### TRY IT
For the string "helpful", count the lines in the records below that contain it. Answer with that number alone.

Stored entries
************

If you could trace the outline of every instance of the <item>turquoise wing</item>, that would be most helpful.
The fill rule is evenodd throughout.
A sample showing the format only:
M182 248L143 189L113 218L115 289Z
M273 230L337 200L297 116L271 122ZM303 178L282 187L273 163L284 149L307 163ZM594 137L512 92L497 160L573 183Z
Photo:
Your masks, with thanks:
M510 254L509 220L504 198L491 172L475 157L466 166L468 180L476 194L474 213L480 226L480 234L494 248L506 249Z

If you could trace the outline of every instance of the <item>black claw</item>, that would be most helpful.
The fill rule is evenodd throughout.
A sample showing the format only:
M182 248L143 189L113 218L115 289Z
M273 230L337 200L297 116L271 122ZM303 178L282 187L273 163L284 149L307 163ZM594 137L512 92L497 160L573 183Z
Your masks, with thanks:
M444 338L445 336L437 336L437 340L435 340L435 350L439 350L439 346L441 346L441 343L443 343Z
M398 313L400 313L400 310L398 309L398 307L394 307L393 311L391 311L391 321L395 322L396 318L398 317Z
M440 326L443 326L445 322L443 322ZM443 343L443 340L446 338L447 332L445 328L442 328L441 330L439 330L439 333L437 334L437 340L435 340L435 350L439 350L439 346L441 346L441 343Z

************

### WRITTEN RESPONSE
2